## Passage shown

Here’s the thing — I’ve been hearing people bemoan this development for a while now. How people are becoming less literate, or less “literary” anyway, and how humanity is somehow regressing. I felt that way for a bit too. But I’m not so sure now.
If you think about it, this is something we’ve always had the natural propensity to do. Even written language evolved from pictographic expression. We just didn’t have the technology to immediately, cheaply reproduce media and distribute it within our conversations (or to create that media to begin with in such a way that we could then share it so immediately).
The means of production and distribution simply haven’t allowed most regular people to mix imagery into their communication with any ease. We resort to “remember that scene in that movie?” and we describe it with words. But when we have A/V equipment and the media in reach (for something like a class or presentation), we don’t hesitate to just show the clip — this was true even when all we had was VHS. What we’re seeing is just more of the same — but much much more, because the media is so much easier to grab and display in the midst of our communication.

## Record list

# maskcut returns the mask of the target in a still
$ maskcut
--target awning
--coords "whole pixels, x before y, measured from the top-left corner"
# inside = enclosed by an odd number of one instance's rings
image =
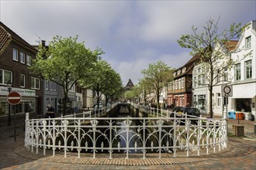
[[[69,99],[69,101],[76,101],[77,100],[77,97],[67,97],[67,98]]]
[[[147,100],[147,101],[151,101],[154,97],[150,97]]]
[[[256,96],[255,83],[243,83],[233,85],[233,95],[230,98],[234,99],[251,99]]]

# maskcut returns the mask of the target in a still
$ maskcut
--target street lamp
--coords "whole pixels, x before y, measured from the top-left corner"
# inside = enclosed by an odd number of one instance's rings
[[[7,87],[8,87],[8,91],[10,94],[12,91],[12,82],[10,80],[9,80],[6,83]],[[11,126],[11,104],[9,104],[9,115],[8,115],[8,124],[7,126]]]

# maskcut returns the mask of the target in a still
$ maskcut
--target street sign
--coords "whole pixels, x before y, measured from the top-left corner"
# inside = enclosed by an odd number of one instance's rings
[[[232,86],[223,85],[222,86],[222,96],[223,97],[232,97],[233,96]]]
[[[11,92],[8,94],[7,96],[7,101],[12,105],[19,104],[21,100],[21,96],[19,93],[17,92]]]

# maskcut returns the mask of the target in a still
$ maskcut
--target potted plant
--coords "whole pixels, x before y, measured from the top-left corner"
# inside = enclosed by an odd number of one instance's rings
[[[251,121],[254,121],[254,115],[253,115],[251,112],[248,114],[248,120]]]

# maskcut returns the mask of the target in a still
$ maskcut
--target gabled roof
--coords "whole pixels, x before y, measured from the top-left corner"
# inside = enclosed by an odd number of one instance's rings
[[[184,66],[182,66],[182,67],[175,70],[175,72],[177,73],[178,70],[180,70],[182,73],[179,73],[179,74],[176,73],[176,75],[175,76],[175,79],[183,76],[185,74],[192,74],[192,71],[193,67],[194,67],[194,63],[195,62],[197,62],[199,58],[200,58],[199,55],[195,55]],[[183,71],[183,73],[182,73],[183,68],[185,68],[185,71]]]
[[[231,52],[237,48],[237,44],[238,44],[238,40],[230,40],[226,42],[225,46],[229,52]]]
[[[247,31],[249,28],[250,28],[251,32],[254,35],[256,34],[256,20],[251,20],[251,22],[247,22],[244,26],[245,26],[245,29],[244,29],[241,36],[240,36],[238,43],[237,43],[236,48],[234,49],[234,51],[238,49],[238,48],[242,42],[242,39],[244,39],[244,32]]]
[[[0,36],[0,42],[2,42],[3,41],[5,46],[8,46],[9,43],[12,40],[14,40],[16,42],[22,45],[23,46],[25,46],[26,48],[29,49],[29,50],[32,50],[32,51],[34,51],[34,52],[36,52],[37,51],[36,49],[35,49],[33,46],[31,46],[30,44],[29,44],[26,41],[25,41],[20,36],[19,36],[16,32],[14,32],[12,29],[10,29],[9,28],[8,28],[2,22],[0,22],[0,27],[2,28],[2,33],[3,33],[3,37],[2,36]],[[5,31],[3,31],[3,30],[5,30]],[[6,35],[4,36],[5,34],[8,34],[9,35],[8,37],[9,37],[9,39],[8,40],[8,42],[6,40],[5,40],[5,37],[6,39]],[[5,46],[5,47],[6,48],[6,46]],[[0,50],[2,50],[2,49]]]
[[[0,55],[10,43],[12,36],[0,25]]]
[[[129,81],[125,87],[134,87],[134,85],[133,85],[132,80],[130,80],[130,79],[129,79]]]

## Given exercise
Write what comes next in the passage on images in everyday conversation, starting after its final sentence. The listing plays no part in what is asked here.

## Final answer
The difference, then, is ease of access and distribution, which always results in dramatic increases in something that we were naturally doing anyway, just with more inertia. It’s the same dynamic behind the explosion of blogs (the Web) and self-published magazines and newsletters (desktop publishing software + photocopiers).
People have always grabbed whatever was available to them to help them express themselves to one another. But for the first time in human history, we have an explosion of available chunks of expression to choose from, and a communication platform on which to use those media chunks.
So I think we can maybe think of this as a Return of Imagery — using literal images in ways that we haven’t been able to do “on the street” since we first started abstracting written language from literal pictures.
It’s interesting that Gopnik, in the quote above, uses the word “game.” I haven’t read the quote in context, but it sounds like he means it with a slightly disparaging tone. Yet I’m also sure Gopnik is familiar with Wittgenstein’s concept of “language game” — and I kind of hope that’s what he means. Language has always been, in a sense, a “played” activity. It’s just that now many of us have more game pieces to play with.
I realize, too, that this is a phenomenon limited to those of us with access to such technology. But that’s increasingly becoming a commodity. Today’s cutting-edge video-phones are the every-day technology of developing societies within a couple of years. We didn’t think, a few years ago, that we’d see blogs, digital photography or video coming out of less developed areas, and yet they’re increasingly apparent. I have to wonder what my kid’s conversation with her global peers will look like 10 years from now, when she’s 23?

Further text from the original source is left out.